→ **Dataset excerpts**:
■ ■ ■ ■ ■
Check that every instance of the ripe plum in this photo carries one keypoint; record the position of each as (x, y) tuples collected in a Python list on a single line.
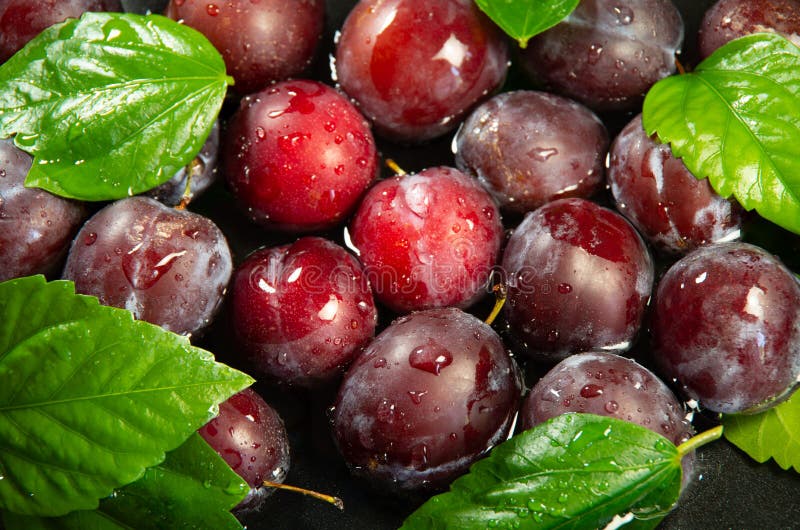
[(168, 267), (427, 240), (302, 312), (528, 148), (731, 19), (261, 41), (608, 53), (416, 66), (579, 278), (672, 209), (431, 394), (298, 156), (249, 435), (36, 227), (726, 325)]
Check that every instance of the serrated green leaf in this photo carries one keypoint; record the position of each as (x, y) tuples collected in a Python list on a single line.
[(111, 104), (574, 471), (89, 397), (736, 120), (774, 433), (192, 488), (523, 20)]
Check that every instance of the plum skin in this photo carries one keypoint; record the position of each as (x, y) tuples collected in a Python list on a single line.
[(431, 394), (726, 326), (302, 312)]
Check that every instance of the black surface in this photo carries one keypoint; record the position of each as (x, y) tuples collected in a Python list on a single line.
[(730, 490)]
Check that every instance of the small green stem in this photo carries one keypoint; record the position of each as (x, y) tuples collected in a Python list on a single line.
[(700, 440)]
■ ■ ■ ■ ■
→ **What needs to be done**:
Using the records above, output an exact copy without any pictures.

→ **Written answer**:
Check that every instance of the ripe plum in this photo carries one keypoint; record the position of each as (x, y) tuples collected in a Python list on a single line.
[(168, 267), (427, 240), (302, 312), (528, 148), (731, 19), (261, 41), (608, 53), (416, 66), (579, 278), (672, 209), (431, 394), (298, 156), (249, 435), (36, 227), (726, 325)]
Check that every instance of the serrated green leaf in this photo carries one keypoint; record the position of each as (x, y) tuples collected in a Python list on a single line.
[(111, 104), (574, 471), (89, 397), (736, 120), (774, 433), (192, 488), (523, 20)]
Check that every instance of the plum skin in this photo carries one keypoint; record the position of each as (x, y) tuples collected in a Python list on a single line.
[(431, 394), (726, 326), (302, 312)]
Check that every instance of the black surface in this photo carries one keypoint; record the position of each as (x, y) tuples collected in a Python list on a single line.
[(730, 490)]
Check that every instance of the small green stem in this photo carries one keypoint; record the position of each as (x, y) tuples collected in a Python list on a single line.
[(700, 440)]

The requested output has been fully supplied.